• **Data to process**
------------------------------
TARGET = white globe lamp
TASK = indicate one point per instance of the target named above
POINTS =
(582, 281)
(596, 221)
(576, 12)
------------------------------
• **Written task**
Reproduce the data above line for line, with no changes.

• **Result of the exercise**
TARGET = white globe lamp
TASK = indicate one point per instance of the target named above
POINTS =
(582, 281)
(596, 221)
(576, 12)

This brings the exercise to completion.